As I enjoyed dinner with my wife and some friends, we ended up having an interesting exchange. My friend mentioned the fact that Die Hard 5 is coming out on Valentine’s Day, and referenced the original Die Hard semi-jokingly as “the most important action film every made.” My wife then remarked that she had a hard time thinking of any film as being “important.”
This led to quite the extended conversation – about whether film can in fact be considered important, or whether certain movies could be regarded as important, or just even what we mean by the word “important.” That definition turned out to be critical one to discuss, as different understandings were largely what led the initial differing points of view. For instance, my wife’s sentiment was that things like trees and medicine are important, but movies are not. Because if we’re going to just call everything important, than what’s the point? We all pretty much agreed with that, but also talked about the fact that “important” can mean a lot of things.

Aim of the task:
Reproduce the part of the dinner-conversation passage between "This led to" and "lot of things.", inclusive, word for word.

Information supplied:

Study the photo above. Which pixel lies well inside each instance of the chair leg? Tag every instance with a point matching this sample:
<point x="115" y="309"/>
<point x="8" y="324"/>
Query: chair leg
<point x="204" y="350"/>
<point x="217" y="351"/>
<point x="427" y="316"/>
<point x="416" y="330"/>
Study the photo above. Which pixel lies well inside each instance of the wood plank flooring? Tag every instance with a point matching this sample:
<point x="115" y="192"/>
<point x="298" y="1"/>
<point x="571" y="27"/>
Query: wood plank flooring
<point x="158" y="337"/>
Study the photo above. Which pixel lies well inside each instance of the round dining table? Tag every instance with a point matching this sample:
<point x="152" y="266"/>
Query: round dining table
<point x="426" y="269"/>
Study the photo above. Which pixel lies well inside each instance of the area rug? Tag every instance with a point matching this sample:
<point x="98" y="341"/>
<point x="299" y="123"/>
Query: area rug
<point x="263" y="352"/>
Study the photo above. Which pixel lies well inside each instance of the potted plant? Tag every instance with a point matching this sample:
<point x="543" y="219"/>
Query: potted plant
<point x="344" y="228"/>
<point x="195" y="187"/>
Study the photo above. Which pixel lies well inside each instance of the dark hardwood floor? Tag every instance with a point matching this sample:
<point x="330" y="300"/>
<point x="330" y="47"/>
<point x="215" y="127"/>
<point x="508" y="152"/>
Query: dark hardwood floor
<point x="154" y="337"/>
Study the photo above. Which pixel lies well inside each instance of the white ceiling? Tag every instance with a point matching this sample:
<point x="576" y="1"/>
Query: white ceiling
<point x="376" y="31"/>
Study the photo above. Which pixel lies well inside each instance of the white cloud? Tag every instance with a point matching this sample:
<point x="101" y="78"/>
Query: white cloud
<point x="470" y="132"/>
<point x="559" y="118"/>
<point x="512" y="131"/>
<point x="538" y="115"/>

Solution:
This led to quite the extended conversation – about whether film can in fact be considered important, or whether certain movies could be regarded as important, or just even what we mean by the word “important.” That definition turned out to be critical one to discuss, as different understandings were largely what led the initial differing points of view. For instance, my wife’s sentiment was that things like trees and medicine are important, but movies are not. Because if we’re going to just call everything important, than what’s the point? We all pretty much agreed with that, but also talked about the fact that “important” can mean a lot of things.